**Requirements**
Write out the rows word for word, starting at the line that contains "For the evaluation set, locate the concrete" and ending at the line that contains "x=393 y=183", with both of those lines included.

Provided records start

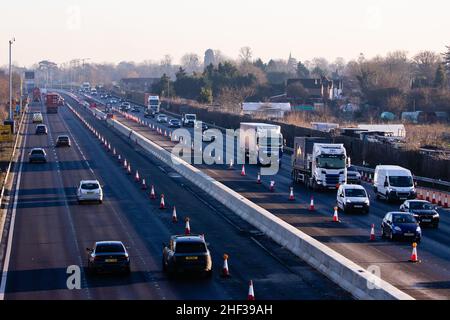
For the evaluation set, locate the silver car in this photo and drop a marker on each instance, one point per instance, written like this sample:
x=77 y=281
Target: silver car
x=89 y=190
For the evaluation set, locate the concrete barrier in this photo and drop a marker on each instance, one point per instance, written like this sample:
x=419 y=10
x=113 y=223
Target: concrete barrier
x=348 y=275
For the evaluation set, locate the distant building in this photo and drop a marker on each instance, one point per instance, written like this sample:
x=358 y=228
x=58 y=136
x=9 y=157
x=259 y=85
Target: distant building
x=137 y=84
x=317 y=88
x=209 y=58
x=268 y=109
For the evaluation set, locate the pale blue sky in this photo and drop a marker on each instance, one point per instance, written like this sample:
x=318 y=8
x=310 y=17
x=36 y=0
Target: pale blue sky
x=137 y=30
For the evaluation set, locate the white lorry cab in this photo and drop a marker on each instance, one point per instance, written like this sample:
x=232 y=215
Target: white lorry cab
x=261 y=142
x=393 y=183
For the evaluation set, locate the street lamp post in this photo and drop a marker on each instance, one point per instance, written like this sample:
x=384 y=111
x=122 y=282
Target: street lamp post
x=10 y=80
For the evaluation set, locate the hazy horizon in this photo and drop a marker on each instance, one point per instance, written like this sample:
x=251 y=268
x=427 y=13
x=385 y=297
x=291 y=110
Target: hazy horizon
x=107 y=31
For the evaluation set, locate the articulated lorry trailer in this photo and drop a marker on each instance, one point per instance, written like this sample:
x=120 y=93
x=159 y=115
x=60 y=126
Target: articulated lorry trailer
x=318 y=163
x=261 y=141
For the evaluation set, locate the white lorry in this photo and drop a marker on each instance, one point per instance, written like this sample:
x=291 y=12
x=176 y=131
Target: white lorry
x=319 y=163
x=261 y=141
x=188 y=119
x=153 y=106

Provided records end
Provided records start

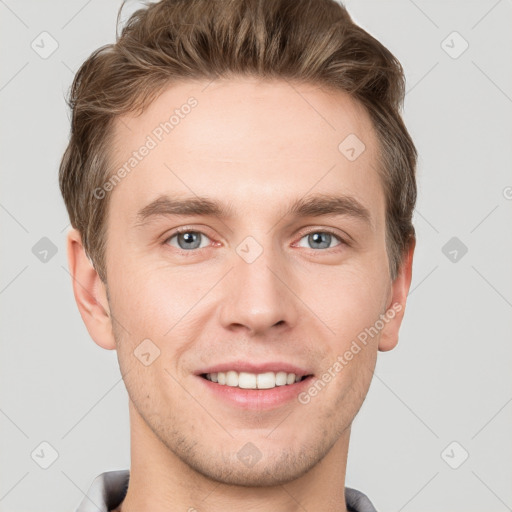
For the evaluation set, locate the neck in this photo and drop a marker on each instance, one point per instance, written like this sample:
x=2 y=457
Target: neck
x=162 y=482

Provided records end

**Correct result**
For the evaluation set, locate the concrete barrier in this photo and drop a marker on each instance, one point per instance, written like this sample:
x=419 y=10
x=113 y=223
Target: concrete barrier
x=348 y=275
For the evaluation set, locate the distant building in this photo and drop a marker on each instance, one point per instance, written like this sample:
x=358 y=228
x=58 y=136
x=9 y=157
x=259 y=85
Target: distant building
x=137 y=84
x=317 y=88
x=209 y=58
x=268 y=109
For the evaluation set, locate the pale blue sky in this photo and drop a marker on each instance, one point per instance, written like this sample:
x=318 y=8
x=310 y=17
x=36 y=0
Target: pale blue sky
x=137 y=30
For the evaluation set, locate the white lorry cab in this photo and drop a marker on each instance, one point per instance, written like this sample:
x=232 y=215
Target: white lorry cab
x=261 y=142
x=393 y=183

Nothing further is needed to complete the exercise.